» **Your goal**
An exact copy of every record below is needed, with the pictures left out.
━━━━━ Data listing
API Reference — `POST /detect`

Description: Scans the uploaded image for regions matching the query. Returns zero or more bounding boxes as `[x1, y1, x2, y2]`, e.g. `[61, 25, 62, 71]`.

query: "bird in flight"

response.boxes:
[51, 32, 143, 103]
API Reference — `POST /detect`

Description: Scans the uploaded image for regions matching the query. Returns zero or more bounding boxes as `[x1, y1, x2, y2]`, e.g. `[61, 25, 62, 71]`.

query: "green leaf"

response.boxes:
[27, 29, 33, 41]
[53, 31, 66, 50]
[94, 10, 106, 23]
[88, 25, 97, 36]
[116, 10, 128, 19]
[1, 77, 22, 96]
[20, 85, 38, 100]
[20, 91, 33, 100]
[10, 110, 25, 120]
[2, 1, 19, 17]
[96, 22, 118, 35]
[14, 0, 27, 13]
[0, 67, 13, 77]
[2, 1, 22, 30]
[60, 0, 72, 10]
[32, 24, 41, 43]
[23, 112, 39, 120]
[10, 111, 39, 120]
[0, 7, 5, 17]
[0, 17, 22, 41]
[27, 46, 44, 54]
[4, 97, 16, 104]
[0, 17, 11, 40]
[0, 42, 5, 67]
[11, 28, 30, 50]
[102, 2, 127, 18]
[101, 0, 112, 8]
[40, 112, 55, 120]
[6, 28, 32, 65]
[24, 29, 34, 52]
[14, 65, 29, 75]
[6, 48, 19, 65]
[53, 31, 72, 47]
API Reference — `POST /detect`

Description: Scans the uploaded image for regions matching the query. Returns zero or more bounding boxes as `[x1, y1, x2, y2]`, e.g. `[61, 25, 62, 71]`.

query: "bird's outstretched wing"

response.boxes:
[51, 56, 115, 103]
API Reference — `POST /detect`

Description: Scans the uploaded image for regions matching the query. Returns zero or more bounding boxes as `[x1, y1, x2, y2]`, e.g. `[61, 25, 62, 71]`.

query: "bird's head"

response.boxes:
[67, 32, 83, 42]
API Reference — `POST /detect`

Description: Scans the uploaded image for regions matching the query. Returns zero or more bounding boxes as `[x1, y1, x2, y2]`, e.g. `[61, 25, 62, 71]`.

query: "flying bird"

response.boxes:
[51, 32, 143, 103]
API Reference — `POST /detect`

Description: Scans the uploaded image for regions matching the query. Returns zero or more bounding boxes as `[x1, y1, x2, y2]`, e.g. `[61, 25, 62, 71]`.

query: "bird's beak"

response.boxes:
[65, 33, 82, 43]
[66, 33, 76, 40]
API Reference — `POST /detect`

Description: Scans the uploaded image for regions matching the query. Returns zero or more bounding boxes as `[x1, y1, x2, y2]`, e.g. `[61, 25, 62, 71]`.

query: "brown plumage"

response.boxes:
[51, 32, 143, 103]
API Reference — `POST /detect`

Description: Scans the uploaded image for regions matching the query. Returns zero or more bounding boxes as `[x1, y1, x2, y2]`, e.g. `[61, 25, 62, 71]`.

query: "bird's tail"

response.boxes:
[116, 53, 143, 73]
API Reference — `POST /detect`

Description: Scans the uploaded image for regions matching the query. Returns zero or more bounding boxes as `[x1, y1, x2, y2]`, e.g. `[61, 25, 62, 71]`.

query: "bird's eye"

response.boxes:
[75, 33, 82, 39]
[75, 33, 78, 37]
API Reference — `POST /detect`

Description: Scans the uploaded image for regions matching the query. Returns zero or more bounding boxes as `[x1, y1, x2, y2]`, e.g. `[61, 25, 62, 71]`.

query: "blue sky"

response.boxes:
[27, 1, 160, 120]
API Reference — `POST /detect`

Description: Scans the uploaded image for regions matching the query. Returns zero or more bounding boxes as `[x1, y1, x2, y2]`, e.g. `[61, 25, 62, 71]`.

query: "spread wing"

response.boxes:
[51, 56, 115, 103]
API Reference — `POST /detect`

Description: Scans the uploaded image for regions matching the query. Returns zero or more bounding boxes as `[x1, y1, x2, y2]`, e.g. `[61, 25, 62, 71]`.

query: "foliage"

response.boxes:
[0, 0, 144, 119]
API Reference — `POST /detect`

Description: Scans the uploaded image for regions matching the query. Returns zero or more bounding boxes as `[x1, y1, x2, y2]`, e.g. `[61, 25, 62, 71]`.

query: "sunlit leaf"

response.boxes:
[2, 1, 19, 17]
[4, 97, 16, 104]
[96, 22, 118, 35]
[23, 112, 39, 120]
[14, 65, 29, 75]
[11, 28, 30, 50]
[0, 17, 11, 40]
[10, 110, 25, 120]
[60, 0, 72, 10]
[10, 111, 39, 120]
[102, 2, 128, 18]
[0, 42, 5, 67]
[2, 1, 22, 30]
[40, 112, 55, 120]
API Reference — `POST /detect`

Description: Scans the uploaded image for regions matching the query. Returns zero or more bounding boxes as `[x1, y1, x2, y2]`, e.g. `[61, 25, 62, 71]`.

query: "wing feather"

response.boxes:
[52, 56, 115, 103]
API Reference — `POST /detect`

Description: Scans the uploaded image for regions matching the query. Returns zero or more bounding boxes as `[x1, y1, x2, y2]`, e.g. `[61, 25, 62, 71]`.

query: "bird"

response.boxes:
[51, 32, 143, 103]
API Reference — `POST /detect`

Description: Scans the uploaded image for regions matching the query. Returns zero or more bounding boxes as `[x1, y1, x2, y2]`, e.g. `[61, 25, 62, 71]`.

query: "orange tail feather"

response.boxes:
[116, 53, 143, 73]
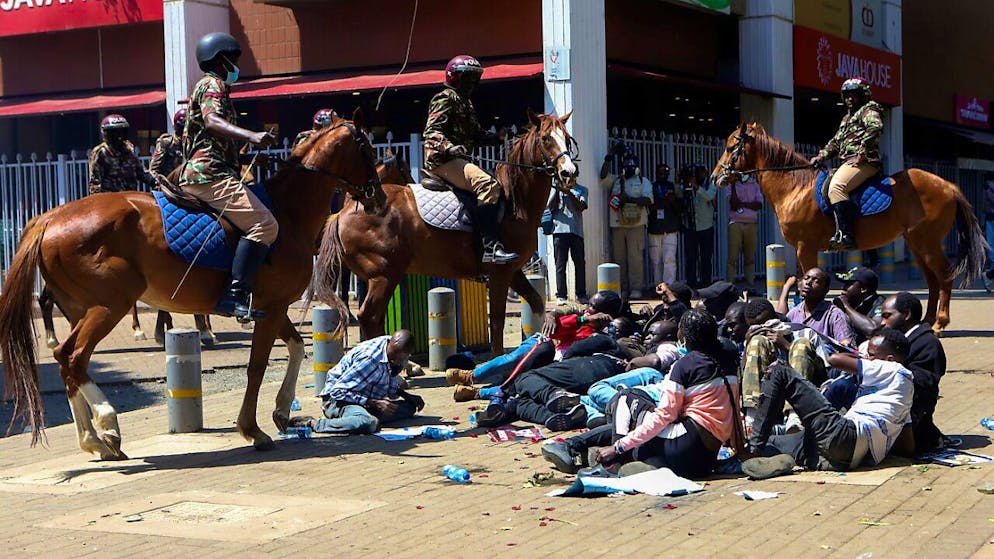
━━━━━━━━━━
» **Result for this exercise**
API Reference — `POST /detect`

Description: Scans the uploaded image for regions matching the query. Returns zero or more bounding boxes as `[x1, y1, x2, y2]`, e.g. `[61, 25, 62, 71]`.

query: "bird in flight"

response.boxes:
[51, 32, 143, 103]
API Reference — `POST /detect`

Description: Scans the uploaded image for regions matching the query. Returns zero or more bounding boxes as `[x1, y1, x2, y2]`, e.g. `[61, 25, 62, 71]`.

query: "green leaf"

response.boxes:
[27, 29, 33, 41]
[53, 31, 66, 50]
[94, 10, 106, 23]
[88, 25, 97, 36]
[116, 10, 128, 19]
[1, 77, 22, 96]
[20, 85, 38, 100]
[20, 91, 33, 100]
[10, 110, 25, 120]
[2, 1, 19, 17]
[96, 22, 118, 35]
[14, 0, 27, 13]
[0, 67, 13, 77]
[2, 1, 22, 30]
[60, 0, 72, 10]
[32, 24, 41, 43]
[23, 112, 39, 120]
[10, 111, 39, 120]
[0, 7, 5, 17]
[0, 17, 22, 41]
[27, 46, 44, 54]
[4, 97, 16, 104]
[0, 17, 11, 40]
[0, 42, 5, 67]
[11, 28, 30, 50]
[102, 2, 127, 18]
[101, 0, 112, 8]
[40, 112, 55, 120]
[6, 28, 32, 65]
[24, 29, 34, 52]
[14, 65, 29, 75]
[6, 48, 19, 65]
[53, 31, 72, 47]
API Reference — `POST /detect`

Description: Scans the uploaded image for regions matching the query. Returns zero or more bounding boxes as `[x1, y1, x2, y2]`, e.g. `[61, 25, 62, 71]`.

query: "bird's outstretched wing"

response.boxes:
[51, 56, 115, 103]
API Reference — `POST /detect`

Description: Scans the uploaded image for regions matching the query. Returns zero or more bounding boxes as `[x1, y1, x2, y2]`, e.g. `[61, 25, 62, 71]`.

query: "bird's head"

response.boxes:
[67, 32, 83, 42]
API Reference — `POST /detect`

Description: Scans the uploaded image for regions matching the query. Returns zero or more bounding boxes as `[x1, y1, x2, y2]`, e.g. `[61, 25, 62, 71]`.

query: "flying bird"

response.boxes:
[51, 32, 143, 103]
API Reference — `POST /detect`

Description: Scans the uploaded image for regions matching the query. Returns zero or more bounding boxes as `[x1, y1, x2, y2]`, e.g. `[61, 25, 62, 71]`.

query: "bird's beak"

response.boxes:
[65, 33, 82, 43]
[66, 33, 76, 40]
API Reference — `POST /detect`

Description: Scans the uploaded image for regions matching the query. Returns zero or more bounding boxes as `[x1, y1, x2, y2]`, e.g. `[61, 25, 62, 71]`.

query: "brown plumage"

response.boxes:
[51, 32, 143, 103]
API Reference — `POST /detect`

Description: Scans the uploaded image for regions matching the query. Returns zero or more bounding boxes as `[x1, y1, x2, y2]`, e.g. `[61, 25, 62, 71]`.

query: "bird's tail"

response.boxes:
[116, 53, 143, 73]
API Reference — `POST /detect`

Description: Scans the uploaded image for regions matching the query. Returns zero or more bounding boxes as `[x1, y1, x2, y2]`, e.g. `[61, 25, 62, 71]`.

query: "bird's eye"

response.boxes:
[75, 33, 82, 39]
[75, 33, 78, 37]
API Reference — `POST /detect`

Description: Scans the uploaded image for regions matching the query. Returns zero or more bounding boxes as `[x1, y1, x2, y2]`, e.g. `[61, 25, 62, 71]`.

query: "blue sky"

response.boxes:
[27, 1, 160, 120]
API Reference — `POST /detect`

Description: Scans the uploaded image for regions matching the query. Returns zero or more bounding boxes as `[x1, y1, x2, y2]`, e.g. `[61, 25, 62, 71]`.

query: "spread wing"

response.boxes:
[51, 56, 115, 103]
API Reference — `POST /detect`

Description: Scans the uploaded image for regions matching the query. Returns zero or more bounding boxes as `[x1, y1, x2, y2]`, e.g. `[61, 25, 62, 71]`.

query: "foliage"

response.boxes:
[0, 0, 144, 119]
API Reference — `POST /detect`

Description: Scans the uploaded image for regions matching the query. Returns zero or more bounding boxes as `[x1, y1, x2, y2]`, e.g. `[61, 25, 62, 71]`.

query: "sunlit leaf"

response.boxes:
[2, 1, 19, 17]
[4, 97, 16, 104]
[96, 22, 118, 35]
[23, 112, 39, 120]
[14, 65, 29, 75]
[11, 28, 30, 50]
[0, 17, 11, 40]
[10, 110, 25, 120]
[60, 0, 72, 10]
[10, 111, 39, 120]
[102, 2, 128, 18]
[0, 42, 5, 67]
[2, 1, 22, 30]
[40, 112, 55, 120]
API Reference — `POST /detect`

Description: Scans the uploaded image for regions matching the query. Returns zero or more bounding boxes as `[x1, y1, x2, y2]`, e.g. `[61, 25, 62, 71]`.

query: "wing feather"

response.boxes:
[52, 56, 115, 103]
API Reference — `POST /detect`

Description: Scans the uploaded image for regions matching the query. Returns zero or more bounding boxes as `[x1, y1, x2, y2]`, e.g. `[61, 25, 62, 71]`.

query: "bird"

response.boxes:
[51, 32, 143, 103]
API Reference — `POST /detect`

Description: Scans the uploaded image for regions matching the query. Returns zero or more bounding boxes as `[x1, y1, x2, y2]`, e.g. `[61, 25, 62, 71]`.

query: "orange tail feather"

response.boxes:
[116, 53, 143, 73]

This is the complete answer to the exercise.